▶ **SUPPLIED MATERIAL**
..............................
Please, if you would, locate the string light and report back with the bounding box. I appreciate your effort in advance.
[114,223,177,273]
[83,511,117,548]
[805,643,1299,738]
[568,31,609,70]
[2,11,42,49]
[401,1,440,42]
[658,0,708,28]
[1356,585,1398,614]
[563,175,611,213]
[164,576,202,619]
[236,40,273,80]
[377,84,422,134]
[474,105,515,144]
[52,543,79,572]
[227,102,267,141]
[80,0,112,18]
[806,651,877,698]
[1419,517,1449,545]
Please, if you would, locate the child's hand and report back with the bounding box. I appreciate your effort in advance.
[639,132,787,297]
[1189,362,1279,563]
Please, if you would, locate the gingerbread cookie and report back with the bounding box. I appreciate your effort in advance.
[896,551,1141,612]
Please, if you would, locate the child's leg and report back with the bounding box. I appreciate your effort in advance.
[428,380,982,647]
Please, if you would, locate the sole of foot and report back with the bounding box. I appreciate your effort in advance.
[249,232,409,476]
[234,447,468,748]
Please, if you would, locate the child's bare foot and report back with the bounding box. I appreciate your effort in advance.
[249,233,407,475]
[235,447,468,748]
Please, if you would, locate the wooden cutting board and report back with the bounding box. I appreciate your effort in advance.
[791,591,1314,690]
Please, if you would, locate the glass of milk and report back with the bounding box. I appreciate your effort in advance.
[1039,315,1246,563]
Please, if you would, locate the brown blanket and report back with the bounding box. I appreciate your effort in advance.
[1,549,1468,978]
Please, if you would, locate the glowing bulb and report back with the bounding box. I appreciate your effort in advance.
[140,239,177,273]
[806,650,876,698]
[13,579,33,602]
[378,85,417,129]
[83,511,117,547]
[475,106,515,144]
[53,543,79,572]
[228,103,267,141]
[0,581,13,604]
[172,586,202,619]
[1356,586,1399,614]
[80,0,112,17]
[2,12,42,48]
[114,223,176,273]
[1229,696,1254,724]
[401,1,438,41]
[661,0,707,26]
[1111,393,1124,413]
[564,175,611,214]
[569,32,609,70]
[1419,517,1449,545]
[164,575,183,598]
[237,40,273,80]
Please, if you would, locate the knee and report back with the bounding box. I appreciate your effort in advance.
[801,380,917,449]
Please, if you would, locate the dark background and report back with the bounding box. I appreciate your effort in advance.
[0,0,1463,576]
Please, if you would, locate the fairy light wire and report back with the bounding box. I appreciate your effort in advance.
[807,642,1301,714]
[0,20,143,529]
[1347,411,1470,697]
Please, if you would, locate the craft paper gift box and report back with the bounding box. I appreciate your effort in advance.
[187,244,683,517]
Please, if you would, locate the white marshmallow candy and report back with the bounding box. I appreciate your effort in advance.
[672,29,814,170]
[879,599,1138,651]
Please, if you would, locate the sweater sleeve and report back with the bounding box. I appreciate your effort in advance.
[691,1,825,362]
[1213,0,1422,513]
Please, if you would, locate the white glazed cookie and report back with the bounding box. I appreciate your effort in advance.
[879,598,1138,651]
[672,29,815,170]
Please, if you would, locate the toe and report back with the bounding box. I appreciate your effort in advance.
..............................
▶ **ACTION ITEM**
Each entry in the listing is to be copied exactly.

▶ **RESPONSE TO THIS EXERCISE**
Please, if you would, locate the string light and report back with the bounding box. I appreciate your effort in advance.
[114,223,177,273]
[83,511,117,548]
[805,643,1299,738]
[568,31,609,70]
[2,11,42,49]
[401,1,440,42]
[658,0,708,28]
[1356,585,1398,614]
[563,175,611,213]
[164,576,202,619]
[236,40,273,80]
[377,84,422,134]
[474,105,515,144]
[52,543,79,572]
[227,102,267,141]
[80,0,112,18]
[806,651,877,698]
[1419,517,1449,545]
Please, if you would, locate the child's hand and report back with the bounding box. I appreciate your effort in advance.
[639,132,787,297]
[1189,362,1279,563]
Please, if you would, locate the gingerbread cookie and report back with the bounding box. I appreciate your effort in advance.
[896,551,1141,612]
Please, if you would, locate the child's leg and report back with the bounding box. I appreciate your effort in advance.
[428,380,982,647]
Please, if you would, locate the sole of foot and report back with the bounding box. I appreciate your effort in advance.
[249,232,409,476]
[234,447,468,748]
Please, if you would, locate the child's bare foot and report back with the bounding box. I appreciate your effort in advance.
[249,233,407,475]
[235,447,468,748]
Please, if you would, locate the wooden cutting board and report back with the bounding box. I appreciate your effort in advance.
[791,591,1314,690]
Please, if you would, locate the glass of milk and report back with the bounding box. I appreciate your effort in advance.
[1039,315,1246,563]
Please, if you would, locate the brown blanket and report back with the bounding box. I appreciate your effort in advance.
[1,549,1468,978]
Please, if you would, locate the glowing bulb and report back with the bounding box. I appreciate your effort in advance.
[140,239,177,273]
[806,650,876,698]
[13,579,33,602]
[378,85,417,129]
[83,511,117,547]
[475,106,515,144]
[53,543,79,572]
[228,103,267,141]
[0,581,13,604]
[172,586,202,619]
[1356,586,1399,614]
[80,0,112,17]
[2,12,42,48]
[114,223,176,273]
[1229,696,1254,724]
[401,1,438,41]
[661,0,707,26]
[1111,393,1124,413]
[564,175,611,214]
[569,32,609,70]
[1419,517,1449,545]
[164,575,183,598]
[237,40,273,80]
Please, if you would, locate the knee and report back with the bounding box. I appreciate your effort in advance.
[801,380,917,449]
Please, if you would, locate the dark background and report back with the bounding box. I appreciate your effort in advance.
[0,0,1463,576]
Please, if you would, locate the fairy light wire and report back with the bounding box. I appreciate your effort in advance.
[807,642,1301,714]
[0,20,143,529]
[1347,411,1470,697]
Please, if you would, locate the craft paper gift box and report back with the bounding box. I appreciate your effort in advance.
[187,244,683,517]
Please, if you would, locate the white marshmallow candy and report back with the bounding box. I appreciate your effort in advance.
[672,29,814,170]
[879,599,1138,651]
Please, if you would, locate the sweater sleeve and report back with the bounding box. I appreciate your effort in advance.
[691,1,825,362]
[1213,0,1422,513]
Please, if you would, locate the white glazed cookie and report back with the bounding box. I appreciate your effort in advance.
[879,598,1138,651]
[672,29,815,170]
Please, if you would, locate the toe and report back with the bounding box. I appreciate your effort in advance.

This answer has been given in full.